- **Problem requirements**
The data below needs to be returned exactly, line for line.

(Dataset entries)
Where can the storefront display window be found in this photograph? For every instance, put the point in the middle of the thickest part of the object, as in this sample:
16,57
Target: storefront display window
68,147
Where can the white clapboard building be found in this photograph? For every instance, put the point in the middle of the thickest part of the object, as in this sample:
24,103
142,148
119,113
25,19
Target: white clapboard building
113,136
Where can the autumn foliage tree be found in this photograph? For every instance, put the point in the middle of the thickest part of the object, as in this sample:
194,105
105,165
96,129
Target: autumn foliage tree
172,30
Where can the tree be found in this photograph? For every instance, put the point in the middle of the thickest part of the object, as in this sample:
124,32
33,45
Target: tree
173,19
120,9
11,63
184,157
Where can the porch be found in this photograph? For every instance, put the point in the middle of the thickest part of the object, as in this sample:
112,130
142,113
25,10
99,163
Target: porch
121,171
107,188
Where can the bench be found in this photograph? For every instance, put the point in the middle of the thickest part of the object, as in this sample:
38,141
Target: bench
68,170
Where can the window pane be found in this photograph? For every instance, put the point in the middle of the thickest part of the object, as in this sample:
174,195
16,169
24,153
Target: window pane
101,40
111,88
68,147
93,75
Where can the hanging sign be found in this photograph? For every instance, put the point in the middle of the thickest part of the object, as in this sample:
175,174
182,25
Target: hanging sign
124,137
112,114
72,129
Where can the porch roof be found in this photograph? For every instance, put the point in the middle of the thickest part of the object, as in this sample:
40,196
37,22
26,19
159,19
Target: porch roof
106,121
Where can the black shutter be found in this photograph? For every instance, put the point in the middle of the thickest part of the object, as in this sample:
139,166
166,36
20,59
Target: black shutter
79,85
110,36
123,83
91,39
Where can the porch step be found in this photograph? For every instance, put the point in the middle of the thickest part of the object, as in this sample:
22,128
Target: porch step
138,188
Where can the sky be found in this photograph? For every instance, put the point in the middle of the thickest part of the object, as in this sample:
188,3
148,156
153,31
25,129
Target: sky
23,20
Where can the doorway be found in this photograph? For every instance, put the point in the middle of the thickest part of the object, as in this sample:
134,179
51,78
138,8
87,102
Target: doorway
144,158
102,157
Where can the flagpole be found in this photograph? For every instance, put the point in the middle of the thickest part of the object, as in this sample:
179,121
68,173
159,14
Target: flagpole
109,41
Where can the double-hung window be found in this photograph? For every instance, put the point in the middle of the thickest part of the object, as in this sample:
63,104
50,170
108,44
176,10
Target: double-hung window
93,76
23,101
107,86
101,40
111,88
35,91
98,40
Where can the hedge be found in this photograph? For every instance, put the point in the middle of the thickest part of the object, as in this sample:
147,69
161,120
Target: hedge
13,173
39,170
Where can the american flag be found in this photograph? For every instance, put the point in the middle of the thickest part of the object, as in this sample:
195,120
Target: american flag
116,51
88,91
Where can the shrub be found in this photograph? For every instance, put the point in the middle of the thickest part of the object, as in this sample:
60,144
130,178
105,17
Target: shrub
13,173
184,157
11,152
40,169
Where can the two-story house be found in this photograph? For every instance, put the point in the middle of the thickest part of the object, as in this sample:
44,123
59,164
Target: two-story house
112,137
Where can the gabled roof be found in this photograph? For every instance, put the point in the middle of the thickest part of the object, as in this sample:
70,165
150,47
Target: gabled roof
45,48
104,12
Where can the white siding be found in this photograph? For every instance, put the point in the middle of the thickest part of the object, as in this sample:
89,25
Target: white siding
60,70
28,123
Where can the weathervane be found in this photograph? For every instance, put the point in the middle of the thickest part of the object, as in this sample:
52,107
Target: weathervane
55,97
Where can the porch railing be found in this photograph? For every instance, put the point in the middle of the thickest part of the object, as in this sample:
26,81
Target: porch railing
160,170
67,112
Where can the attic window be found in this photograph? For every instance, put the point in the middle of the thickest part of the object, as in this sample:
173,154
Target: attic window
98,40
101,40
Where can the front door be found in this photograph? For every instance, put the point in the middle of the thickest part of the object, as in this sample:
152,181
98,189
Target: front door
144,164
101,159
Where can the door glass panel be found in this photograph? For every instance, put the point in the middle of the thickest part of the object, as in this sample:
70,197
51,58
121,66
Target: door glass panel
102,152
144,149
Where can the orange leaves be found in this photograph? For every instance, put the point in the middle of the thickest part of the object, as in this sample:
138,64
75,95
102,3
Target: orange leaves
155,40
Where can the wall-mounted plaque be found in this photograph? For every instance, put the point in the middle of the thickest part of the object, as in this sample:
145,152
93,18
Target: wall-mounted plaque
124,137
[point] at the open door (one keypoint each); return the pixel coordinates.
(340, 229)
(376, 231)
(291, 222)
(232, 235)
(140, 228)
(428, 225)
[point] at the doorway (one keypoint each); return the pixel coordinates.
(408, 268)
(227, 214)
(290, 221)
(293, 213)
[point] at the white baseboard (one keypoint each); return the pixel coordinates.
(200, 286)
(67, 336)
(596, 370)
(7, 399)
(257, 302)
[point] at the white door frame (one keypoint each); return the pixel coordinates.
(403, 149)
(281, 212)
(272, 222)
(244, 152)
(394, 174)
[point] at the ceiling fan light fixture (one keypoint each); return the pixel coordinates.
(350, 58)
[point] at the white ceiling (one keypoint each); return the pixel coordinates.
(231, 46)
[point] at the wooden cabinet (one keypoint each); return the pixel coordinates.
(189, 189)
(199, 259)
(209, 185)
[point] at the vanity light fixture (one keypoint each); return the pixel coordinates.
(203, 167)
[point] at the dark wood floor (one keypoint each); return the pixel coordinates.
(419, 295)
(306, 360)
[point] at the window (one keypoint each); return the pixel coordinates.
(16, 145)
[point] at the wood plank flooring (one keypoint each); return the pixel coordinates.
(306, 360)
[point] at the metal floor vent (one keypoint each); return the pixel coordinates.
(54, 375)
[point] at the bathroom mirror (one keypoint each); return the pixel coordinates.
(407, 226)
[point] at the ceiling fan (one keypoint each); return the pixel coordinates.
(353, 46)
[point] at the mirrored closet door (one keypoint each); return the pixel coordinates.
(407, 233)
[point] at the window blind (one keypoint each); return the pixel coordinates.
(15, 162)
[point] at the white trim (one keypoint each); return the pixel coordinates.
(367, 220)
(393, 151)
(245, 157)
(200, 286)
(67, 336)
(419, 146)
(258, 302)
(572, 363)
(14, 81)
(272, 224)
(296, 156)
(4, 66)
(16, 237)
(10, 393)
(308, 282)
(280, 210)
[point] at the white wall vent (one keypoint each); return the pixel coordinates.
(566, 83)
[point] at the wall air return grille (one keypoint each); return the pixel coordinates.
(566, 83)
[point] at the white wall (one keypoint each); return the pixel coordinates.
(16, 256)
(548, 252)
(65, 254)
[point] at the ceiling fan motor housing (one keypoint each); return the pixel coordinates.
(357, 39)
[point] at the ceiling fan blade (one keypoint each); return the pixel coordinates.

- **Result of the exercise**
Where can the storefront display window be found in this photograph? For every instance, put the point in the middle of the thickest part of the object, as in this sample:
16,57
Target: storefront display window
68,147
Where can the white clapboard building be found in this photograph? For every instance, put the point in the middle of the thickest part of the object, as in this sample:
24,103
142,148
119,113
25,19
Target: white clapboard building
113,136
Where can the autumn foliage tree be found in this photograph? For every instance, put the point in the middle of the thickest part of the object, as in this sample:
194,105
105,165
96,129
Target: autumn foliage tree
172,30
Where can the tree be found in this photograph? For every instance, put the point in the middle of the thickest part of the object, as in this sample:
124,32
33,45
Target: tree
173,19
120,9
11,63
184,157
Where can the porch be found in this photograph? For every instance, put the point in the middle of the thickest part of the object, as in this sample:
112,130
142,113
25,10
99,163
Target: porch
121,171
107,188
Where can the bench be found in this photograph? For every instance, put the point in the middle of the thickest part of the object, as in this sample:
38,141
Target: bench
68,170
Where can the window pane be found in this photograph? For every instance, put the point in the middle of the thickest part of the object, as in this sample:
174,195
16,169
24,153
Target: window pane
101,40
111,88
68,147
93,75
Where can the hanging sign be found in this photograph? For every instance, put the point in the middle of the thickest part of the object, as in this sample:
175,174
182,25
Target: hanging sign
124,137
112,114
72,129
Where can the porch roof be found in this photograph? For every instance, put the point in the middle of the thickest part of the object, as in this sample:
40,196
37,22
26,19
159,19
Target: porch roof
106,121
Where can the black shutter be found in this photograph? For every instance, put the point in the middle of the thickest part of the object, as in this sample:
139,166
166,36
20,59
Target: black shutter
79,85
110,36
123,83
91,39
Where can the porch step be found in this photograph? For every instance, put the point in the middle of the thickest part of the object, as in this sample:
22,128
Target: porch step
138,188
Where can the sky be found in this photograph? For every instance, put the point in the middle of the thickest part of the object, as in this sample:
188,3
148,156
153,31
25,129
Target: sky
23,20
Where can the doorway be found in this photograph? For every instance, put the point in the middle of the thickest part of the object, as in this sample:
134,179
51,78
138,8
87,102
Target: doorway
144,158
102,157
Where can the flagpole be found in this photograph? For every instance, put the point in the middle of the thickest part of the object, as in this sample:
179,121
68,173
159,14
Target: flagpole
109,41
Where can the double-hung window be found in this photograph? For every instance, put the point in the middle of the thickest part of the object, as in this sample:
63,104
50,170
108,44
176,10
Target: double-hung window
93,76
23,101
107,86
101,40
111,88
35,91
98,40
Where can the hedge be found in this photograph? For every instance, put the point in the middle of the thickest part of the object, as in this sample:
147,69
161,120
Target: hedge
13,173
39,170
Where can the american flag be found in this photograph? For every instance, put the point in the middle of the thickest part of the object, as in this sample:
195,120
Target: american flag
116,51
88,91
Where can the shrub be found in this photograph? For every instance, put the point in the middle of the thickest part of the object, as in this sample:
60,144
130,178
105,17
Target: shrub
13,173
184,157
11,152
40,169
Where can the two-story house be found in this photograph? For every instance, put the point in the middle of the thickest part of the object, as in this sample:
44,123
59,164
Target: two-story house
112,137
Where can the gabled roof be found in this photograph? For every instance, put the point in the middle of the thickest part of the object, as in this sample:
70,165
150,47
Target: gabled roof
45,48
104,12
Where can the white siding be found in this photograph? For every instance, put the point in the middle of the thickest part of the object, as in this sample:
89,25
Target: white siding
60,70
28,123
Where can the weathervane be found in this photograph? For every instance, put the point in the middle of the thickest part of the object, as in this sample:
52,107
Target: weathervane
55,97
Where can the porch railing be found in this photograph? For every instance, put the point in the middle of the thickest part of the object, as in this sample:
26,81
Target: porch railing
160,170
67,112
Where can the attic window be found in this photograph? For every instance, put the point in the middle of the thickest part of the object, as in this sample:
173,154
Target: attic window
98,40
101,40
Where can the front door be found in this photograph? For every instance, put the point in the middle of the thickest part of the object, as in this sample:
152,181
98,189
Target: front door
144,164
101,159
Where can the door glass panel be found in this photograph? For every instance, put the point in the middle of the thickest part of the object, as in this sample:
70,197
51,58
121,66
Target: door glass panel
102,152
144,149
Where can the orange leaves be found in this photograph? For every instance, put the point in the middle of the thickest part of the object, as in this sample:
138,64
75,95
102,3
Target: orange leaves
155,40
Where can the wall-mounted plaque be found in this photograph? For every instance, put the point in the middle of the thickest part of the object, as in this sample:
145,152
93,18
Target: wall-mounted plaque
124,137
[point] at the open door (one keypoint each); return the pixel coordinates.
(340, 229)
(376, 231)
(291, 222)
(232, 235)
(140, 228)
(428, 225)
[point] at the doorway (one keypoint each); return the pixel coordinates.
(408, 268)
(227, 214)
(290, 221)
(293, 213)
[point] at the white baseboard (one keypoint each); return the pixel coordinates.
(200, 286)
(67, 336)
(596, 370)
(7, 399)
(257, 302)
[point] at the white door frame (one keypoint each); return the pixel coordinates.
(403, 149)
(281, 212)
(272, 222)
(244, 152)
(394, 174)
[point] at the ceiling fan light fixture (one keypoint each); return the pixel coordinates.
(350, 58)
[point] at the white ceiling (one keypoint each); return the pixel coordinates.
(231, 46)
[point] at the wooden cabinet (one keypoint each); return the pixel coordinates.
(189, 189)
(199, 259)
(209, 185)
[point] at the vanity light fixture (one keypoint each); return the pixel coordinates.
(203, 167)
[point] at the dark wood floor (one keypoint each); return the pixel coordinates.
(419, 295)
(306, 360)
[point] at the window (one keypoint each); return the pixel coordinates.
(16, 145)
[point] at the wood plank flooring (one keypoint each); return the pixel coordinates.
(306, 360)
[point] at the metal floor vent (one keypoint each); return the pixel coordinates.
(54, 375)
[point] at the bathroom mirror (one keypoint each); return the pixel coordinates.
(407, 226)
[point] at the ceiling fan (one keypoint each); return the pixel coordinates.
(353, 46)
[point] at the mirrored closet door (one keypoint each); return the pixel coordinates.
(407, 233)
[point] at the window blind (one keypoint each); return the pixel coordinates.
(15, 162)
[point] at the white trim (one keypoint each); return the pixel coordinates.
(367, 220)
(393, 151)
(245, 157)
(200, 286)
(67, 336)
(419, 146)
(258, 302)
(572, 363)
(14, 81)
(272, 224)
(296, 156)
(4, 66)
(16, 237)
(10, 393)
(308, 282)
(280, 210)
[point] at the white wall vent (one keypoint each); return the pixel coordinates.
(566, 83)
[point] at the wall air return grille (one keypoint each); return the pixel coordinates.
(566, 83)
[point] at the white wall (one keypoint each); return the pixel coordinates.
(16, 256)
(548, 252)
(65, 254)
[point] at the ceiling fan motor housing (one keypoint each); return the pixel coordinates.
(357, 39)
[point] at the ceiling fan blade (one keypoint each); return the pixel coordinates.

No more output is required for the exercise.